Materials provided: Begin

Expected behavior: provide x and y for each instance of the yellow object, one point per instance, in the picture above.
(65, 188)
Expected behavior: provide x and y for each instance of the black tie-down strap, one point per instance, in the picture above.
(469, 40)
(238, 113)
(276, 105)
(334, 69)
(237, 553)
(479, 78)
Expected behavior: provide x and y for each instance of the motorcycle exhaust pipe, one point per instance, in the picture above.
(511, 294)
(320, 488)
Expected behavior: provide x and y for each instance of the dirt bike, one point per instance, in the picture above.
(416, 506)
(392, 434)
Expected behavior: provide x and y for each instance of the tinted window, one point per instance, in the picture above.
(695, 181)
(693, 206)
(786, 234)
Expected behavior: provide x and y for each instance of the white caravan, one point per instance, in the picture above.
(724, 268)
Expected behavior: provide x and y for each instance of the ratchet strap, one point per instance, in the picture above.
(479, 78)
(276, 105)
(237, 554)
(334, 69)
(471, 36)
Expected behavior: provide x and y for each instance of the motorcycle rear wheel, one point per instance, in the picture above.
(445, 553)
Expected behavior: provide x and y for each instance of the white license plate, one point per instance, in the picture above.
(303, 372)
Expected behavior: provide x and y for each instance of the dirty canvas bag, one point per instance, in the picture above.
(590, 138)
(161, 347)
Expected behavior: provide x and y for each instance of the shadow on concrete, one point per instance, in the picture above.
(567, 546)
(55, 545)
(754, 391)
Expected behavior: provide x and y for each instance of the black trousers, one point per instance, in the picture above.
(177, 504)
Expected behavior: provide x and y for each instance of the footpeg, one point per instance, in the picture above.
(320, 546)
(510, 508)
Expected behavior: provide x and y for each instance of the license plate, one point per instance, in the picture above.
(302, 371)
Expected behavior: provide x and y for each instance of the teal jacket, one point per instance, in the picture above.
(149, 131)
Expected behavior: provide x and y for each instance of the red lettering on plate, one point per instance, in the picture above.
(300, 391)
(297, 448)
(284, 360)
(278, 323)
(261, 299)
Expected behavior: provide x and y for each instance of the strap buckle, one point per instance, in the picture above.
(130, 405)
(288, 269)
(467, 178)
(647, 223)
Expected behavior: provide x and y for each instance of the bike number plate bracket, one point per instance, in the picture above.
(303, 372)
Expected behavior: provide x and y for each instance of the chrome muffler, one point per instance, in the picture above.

Materials provided: End
Materials provided: Begin

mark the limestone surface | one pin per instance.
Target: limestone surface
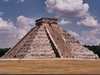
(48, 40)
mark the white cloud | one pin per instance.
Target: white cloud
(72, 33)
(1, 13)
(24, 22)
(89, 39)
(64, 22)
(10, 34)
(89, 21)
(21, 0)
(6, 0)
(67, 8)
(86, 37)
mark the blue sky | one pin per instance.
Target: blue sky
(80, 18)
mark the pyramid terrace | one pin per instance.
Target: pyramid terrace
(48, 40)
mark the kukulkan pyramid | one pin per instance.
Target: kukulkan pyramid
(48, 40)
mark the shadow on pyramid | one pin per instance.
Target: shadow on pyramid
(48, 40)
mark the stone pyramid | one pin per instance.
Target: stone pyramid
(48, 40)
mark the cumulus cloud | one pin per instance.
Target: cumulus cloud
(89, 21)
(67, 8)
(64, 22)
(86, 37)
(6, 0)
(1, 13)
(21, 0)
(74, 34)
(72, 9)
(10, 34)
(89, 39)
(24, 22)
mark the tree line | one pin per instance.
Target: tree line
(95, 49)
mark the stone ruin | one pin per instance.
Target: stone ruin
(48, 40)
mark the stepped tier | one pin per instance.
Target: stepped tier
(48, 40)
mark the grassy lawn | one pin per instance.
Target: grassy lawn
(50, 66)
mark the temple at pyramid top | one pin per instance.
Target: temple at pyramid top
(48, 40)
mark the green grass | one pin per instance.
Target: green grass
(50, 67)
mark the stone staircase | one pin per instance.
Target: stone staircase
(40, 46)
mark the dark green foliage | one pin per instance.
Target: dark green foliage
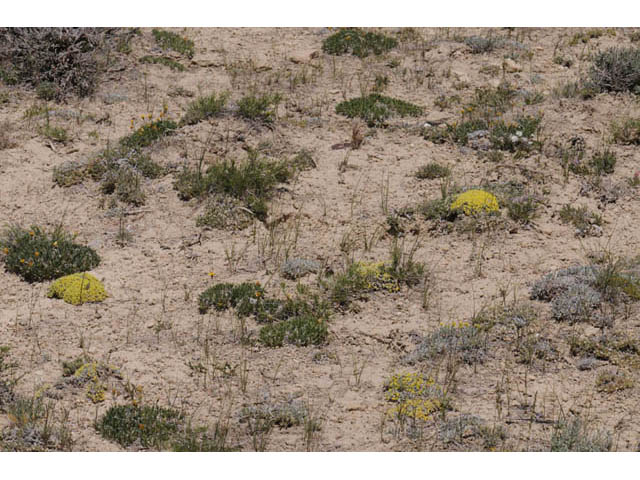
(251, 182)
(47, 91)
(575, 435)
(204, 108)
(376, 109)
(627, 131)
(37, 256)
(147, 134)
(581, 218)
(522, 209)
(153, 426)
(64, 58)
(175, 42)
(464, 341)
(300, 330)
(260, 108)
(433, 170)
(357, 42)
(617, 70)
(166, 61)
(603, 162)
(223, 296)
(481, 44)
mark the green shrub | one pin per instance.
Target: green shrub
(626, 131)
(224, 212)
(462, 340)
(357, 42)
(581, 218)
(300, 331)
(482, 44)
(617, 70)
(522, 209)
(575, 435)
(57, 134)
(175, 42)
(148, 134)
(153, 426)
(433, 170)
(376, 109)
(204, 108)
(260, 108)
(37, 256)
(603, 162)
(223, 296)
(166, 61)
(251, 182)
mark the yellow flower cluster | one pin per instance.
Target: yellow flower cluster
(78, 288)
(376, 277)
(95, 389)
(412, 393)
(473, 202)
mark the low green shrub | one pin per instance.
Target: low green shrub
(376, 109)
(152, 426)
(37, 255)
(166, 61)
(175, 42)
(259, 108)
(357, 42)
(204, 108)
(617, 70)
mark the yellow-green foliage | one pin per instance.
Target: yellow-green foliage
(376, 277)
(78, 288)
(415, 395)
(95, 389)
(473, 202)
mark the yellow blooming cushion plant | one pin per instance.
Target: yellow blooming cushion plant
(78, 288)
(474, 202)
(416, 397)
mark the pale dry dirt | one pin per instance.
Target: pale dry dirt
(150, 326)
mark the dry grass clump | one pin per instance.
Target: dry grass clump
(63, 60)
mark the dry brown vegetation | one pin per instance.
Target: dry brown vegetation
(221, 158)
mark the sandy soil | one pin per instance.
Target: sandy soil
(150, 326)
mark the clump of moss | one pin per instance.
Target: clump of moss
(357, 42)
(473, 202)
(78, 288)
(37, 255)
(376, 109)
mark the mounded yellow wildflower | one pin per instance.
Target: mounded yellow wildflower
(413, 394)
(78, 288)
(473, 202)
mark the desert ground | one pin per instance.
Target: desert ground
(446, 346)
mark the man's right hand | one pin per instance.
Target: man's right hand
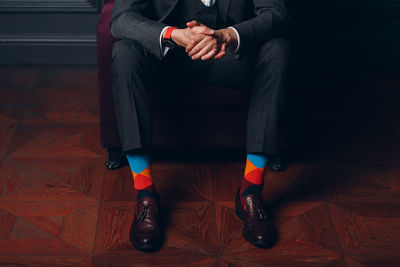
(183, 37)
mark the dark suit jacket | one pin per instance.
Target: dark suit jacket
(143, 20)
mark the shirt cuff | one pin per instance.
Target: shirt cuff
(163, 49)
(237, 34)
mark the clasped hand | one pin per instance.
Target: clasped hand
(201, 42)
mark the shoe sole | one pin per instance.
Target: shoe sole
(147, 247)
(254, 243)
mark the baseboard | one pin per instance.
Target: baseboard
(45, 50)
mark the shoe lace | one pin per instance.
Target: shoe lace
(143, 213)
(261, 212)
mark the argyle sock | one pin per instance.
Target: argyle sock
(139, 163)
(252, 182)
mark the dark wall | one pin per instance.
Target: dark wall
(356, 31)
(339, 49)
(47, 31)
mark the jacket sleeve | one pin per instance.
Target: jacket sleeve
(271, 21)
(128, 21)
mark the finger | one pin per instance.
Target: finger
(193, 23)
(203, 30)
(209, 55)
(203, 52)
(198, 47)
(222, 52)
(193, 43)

Materials provided: End

Task statement :: Write down, word for word, the lines above from the one containing "Target: green grass" through the one containing "mark the dark green", both ends included.

Response to the task ::
Target: green grass
(50, 67)
mark the stone staircase | one pin per instance.
Target: stone staircase
(40, 46)
mark the dark green foliage | one pin per instance.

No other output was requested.